Task goal:
What you return should be each line of the data containing the string "below".

BEGIN Data provided

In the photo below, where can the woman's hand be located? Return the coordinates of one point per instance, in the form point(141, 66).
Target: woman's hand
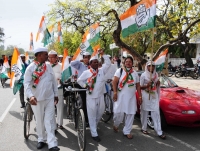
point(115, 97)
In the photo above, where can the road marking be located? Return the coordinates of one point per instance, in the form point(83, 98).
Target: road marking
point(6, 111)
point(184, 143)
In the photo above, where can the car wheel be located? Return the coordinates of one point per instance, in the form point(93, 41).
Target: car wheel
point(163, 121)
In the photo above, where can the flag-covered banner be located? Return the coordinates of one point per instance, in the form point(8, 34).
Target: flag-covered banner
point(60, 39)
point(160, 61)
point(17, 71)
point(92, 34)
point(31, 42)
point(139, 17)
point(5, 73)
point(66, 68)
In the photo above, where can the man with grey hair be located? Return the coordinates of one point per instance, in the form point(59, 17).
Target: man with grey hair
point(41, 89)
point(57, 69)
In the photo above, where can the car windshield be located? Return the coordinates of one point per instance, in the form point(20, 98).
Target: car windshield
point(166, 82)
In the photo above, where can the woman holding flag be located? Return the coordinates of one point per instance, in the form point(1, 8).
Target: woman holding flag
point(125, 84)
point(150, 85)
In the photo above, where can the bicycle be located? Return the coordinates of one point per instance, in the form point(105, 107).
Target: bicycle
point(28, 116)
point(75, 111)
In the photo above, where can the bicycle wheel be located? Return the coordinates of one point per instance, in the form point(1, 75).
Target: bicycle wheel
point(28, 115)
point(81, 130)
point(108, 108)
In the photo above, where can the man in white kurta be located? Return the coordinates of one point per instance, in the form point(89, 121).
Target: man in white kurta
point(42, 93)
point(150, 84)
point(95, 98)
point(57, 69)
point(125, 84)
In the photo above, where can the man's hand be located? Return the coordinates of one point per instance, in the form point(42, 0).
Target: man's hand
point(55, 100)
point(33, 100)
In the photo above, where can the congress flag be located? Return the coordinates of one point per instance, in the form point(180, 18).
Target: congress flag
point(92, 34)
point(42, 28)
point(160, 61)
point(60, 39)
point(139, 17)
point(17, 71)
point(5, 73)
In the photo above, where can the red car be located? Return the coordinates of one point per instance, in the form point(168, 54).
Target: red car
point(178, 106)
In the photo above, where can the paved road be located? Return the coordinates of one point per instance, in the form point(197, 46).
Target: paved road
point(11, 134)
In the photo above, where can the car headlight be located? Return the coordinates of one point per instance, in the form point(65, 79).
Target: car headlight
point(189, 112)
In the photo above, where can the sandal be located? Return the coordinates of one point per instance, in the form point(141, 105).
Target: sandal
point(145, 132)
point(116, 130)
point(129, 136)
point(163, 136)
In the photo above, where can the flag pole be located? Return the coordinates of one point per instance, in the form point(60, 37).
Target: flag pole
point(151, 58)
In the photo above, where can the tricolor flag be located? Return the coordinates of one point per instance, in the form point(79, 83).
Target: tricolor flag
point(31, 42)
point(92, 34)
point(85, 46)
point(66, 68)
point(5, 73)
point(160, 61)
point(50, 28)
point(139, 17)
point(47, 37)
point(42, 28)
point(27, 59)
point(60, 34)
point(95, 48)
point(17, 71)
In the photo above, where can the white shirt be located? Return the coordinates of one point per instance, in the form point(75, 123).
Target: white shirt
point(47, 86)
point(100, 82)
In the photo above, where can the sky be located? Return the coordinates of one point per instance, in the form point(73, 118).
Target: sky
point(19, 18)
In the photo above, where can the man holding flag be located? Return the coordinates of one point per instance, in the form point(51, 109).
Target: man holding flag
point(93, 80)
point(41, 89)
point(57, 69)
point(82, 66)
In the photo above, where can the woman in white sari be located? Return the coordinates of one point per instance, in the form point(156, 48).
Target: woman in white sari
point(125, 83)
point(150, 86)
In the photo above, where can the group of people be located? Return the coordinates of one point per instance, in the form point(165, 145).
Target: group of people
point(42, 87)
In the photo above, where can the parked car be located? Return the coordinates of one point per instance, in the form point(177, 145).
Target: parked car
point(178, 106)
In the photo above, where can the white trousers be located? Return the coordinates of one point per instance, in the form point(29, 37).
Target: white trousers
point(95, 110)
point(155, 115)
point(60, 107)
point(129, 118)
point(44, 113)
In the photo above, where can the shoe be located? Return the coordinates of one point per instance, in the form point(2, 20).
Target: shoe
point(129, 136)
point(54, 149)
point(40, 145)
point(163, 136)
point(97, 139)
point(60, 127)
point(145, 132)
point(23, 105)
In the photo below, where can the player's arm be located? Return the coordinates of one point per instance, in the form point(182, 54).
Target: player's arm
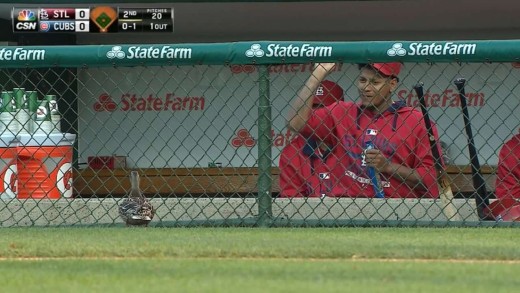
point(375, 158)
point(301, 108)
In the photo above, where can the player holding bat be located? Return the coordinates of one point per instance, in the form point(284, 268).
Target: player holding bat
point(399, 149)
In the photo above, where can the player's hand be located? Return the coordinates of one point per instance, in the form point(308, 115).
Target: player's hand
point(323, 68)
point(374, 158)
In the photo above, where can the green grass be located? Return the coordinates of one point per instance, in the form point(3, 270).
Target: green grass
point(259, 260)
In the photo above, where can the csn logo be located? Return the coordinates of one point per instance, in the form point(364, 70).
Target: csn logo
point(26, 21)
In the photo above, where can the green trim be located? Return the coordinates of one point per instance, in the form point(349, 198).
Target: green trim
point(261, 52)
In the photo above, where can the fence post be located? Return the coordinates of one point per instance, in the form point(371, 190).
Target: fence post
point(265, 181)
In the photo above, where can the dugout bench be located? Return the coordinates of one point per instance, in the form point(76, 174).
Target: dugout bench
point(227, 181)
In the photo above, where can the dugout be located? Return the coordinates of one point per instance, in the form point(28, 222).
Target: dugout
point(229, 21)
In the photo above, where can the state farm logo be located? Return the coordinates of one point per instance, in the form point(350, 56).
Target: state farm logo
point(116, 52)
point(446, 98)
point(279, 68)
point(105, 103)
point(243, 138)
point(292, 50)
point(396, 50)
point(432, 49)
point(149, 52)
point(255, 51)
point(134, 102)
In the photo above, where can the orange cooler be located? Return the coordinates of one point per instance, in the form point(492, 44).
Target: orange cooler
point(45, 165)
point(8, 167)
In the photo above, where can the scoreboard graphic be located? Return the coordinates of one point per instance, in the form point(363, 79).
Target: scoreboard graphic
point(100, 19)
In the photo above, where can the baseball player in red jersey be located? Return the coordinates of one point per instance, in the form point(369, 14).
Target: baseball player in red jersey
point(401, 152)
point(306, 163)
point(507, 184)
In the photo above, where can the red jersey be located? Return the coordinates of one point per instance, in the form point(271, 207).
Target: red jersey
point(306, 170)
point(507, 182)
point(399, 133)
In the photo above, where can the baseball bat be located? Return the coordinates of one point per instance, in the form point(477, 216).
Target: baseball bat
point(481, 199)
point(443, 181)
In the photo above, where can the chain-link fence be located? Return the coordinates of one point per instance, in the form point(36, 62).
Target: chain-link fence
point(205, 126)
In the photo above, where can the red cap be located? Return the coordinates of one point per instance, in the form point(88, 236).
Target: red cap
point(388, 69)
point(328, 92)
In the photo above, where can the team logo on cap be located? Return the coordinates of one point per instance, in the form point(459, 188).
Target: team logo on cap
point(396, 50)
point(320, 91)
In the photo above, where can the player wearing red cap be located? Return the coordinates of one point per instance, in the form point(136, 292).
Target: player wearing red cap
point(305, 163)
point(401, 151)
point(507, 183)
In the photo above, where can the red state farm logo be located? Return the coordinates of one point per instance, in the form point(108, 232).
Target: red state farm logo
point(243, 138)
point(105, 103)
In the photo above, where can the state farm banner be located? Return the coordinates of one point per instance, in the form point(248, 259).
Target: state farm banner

END Data provided

Answer to the problem:
In the photo below, where can the woman's hand be located? Return the coordinates of one point per instance, in the form point(141, 66).
In the photo below, where can the player's arm be located? Return the coordinates of one point per instance, in the form point(182, 54).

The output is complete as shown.